═════ Reading text ═════

Bit · Pharm/Tox
Antibiotic Mechanism Classes
Every antibiotic on Step 1 attacks one of five bacterial targets. Group them by target and the side effects fall out of the chemistry.
Mechanism
Five targets, five mechanism categories:
- Cell wall synthesis — β-lactams (penicillins, cephalosporins, carbapenems, monobactams), vancomycin. Bactericidal. Most bacteria die because they can't make peptidoglycan.
- Protein synthesis (30S) — aminoglycosides (bactericidal), tetracyclines (bacteriostatic).
- Protein synthesis (50S) — macrolides, clindamycin, chloramphenicol, linezolid (all bacteriostatic except linezolid in some contexts).
- DNA / RNA synthesis — fluoroquinolones (DNA gyrase, topo IV), metronidazole (free radicals damaging DNA), rifampin (RNA polymerase).
- Folate synthesis — sulfonamides (PABA → DHF), trimethoprim (DHF → THF). Synergistic.

═════ Recorded data ═════

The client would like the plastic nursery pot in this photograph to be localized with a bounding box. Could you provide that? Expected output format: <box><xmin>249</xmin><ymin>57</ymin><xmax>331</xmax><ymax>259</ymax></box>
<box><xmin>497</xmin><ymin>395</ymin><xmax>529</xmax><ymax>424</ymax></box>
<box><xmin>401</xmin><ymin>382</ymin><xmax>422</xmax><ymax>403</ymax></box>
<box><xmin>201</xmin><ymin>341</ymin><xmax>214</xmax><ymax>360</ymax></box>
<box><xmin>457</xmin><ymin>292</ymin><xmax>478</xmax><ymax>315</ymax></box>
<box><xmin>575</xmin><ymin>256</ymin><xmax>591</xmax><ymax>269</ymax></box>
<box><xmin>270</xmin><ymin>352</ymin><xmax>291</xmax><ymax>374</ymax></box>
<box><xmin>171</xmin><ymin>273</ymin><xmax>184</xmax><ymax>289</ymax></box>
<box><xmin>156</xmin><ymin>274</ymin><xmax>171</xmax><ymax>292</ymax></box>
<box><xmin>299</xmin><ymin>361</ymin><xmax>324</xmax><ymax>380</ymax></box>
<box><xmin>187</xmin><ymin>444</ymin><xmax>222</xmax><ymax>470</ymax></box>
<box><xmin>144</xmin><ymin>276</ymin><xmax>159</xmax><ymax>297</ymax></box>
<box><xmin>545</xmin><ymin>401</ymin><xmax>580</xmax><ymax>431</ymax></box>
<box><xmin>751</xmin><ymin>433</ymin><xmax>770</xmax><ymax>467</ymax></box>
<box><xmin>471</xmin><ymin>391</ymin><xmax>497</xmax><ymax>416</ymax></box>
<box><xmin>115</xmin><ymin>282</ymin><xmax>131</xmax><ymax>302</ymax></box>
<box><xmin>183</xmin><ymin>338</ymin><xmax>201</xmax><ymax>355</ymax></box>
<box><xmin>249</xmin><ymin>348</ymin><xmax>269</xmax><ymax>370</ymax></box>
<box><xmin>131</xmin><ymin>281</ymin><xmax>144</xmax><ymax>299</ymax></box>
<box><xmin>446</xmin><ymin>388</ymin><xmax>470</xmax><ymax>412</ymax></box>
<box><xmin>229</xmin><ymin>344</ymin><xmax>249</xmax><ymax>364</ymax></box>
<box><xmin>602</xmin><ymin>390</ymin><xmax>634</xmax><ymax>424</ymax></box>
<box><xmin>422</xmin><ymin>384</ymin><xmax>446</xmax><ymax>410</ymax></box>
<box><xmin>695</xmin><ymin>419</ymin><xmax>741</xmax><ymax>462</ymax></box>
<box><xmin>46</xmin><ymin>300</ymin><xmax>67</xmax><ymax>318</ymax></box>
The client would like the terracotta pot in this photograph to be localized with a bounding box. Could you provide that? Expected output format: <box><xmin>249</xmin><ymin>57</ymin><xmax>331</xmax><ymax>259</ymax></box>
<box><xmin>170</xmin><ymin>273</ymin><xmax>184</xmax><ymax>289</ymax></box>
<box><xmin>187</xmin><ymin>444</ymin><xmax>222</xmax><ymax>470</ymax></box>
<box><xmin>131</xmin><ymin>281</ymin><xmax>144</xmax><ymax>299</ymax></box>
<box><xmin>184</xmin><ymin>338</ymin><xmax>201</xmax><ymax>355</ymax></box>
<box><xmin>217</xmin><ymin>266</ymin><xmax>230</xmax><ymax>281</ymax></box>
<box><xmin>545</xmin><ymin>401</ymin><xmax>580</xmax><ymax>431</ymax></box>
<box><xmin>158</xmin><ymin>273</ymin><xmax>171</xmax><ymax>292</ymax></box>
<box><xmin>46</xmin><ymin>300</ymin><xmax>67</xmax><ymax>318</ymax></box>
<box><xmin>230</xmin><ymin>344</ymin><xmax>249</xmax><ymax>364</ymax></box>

═════

*Assigned task A*:
In the text on antibiotic mechanism classes, why do most bacteria die when treated with a drug that blocks cell wall synthesis? Answer in one to three sentences.
*Assigned task B*:
According to the text on antibiotic mechanism classes, what does rifampin target?

*Your solution A*:
Cell wall synthesis drugs, such as β-lactams and vancomycin, leave most bacteria unable to make peptidoglycan, and that is why the bacteria die. This is why these drugs are classed as bactericidal.

*Your solution B*:
RNA polymerase.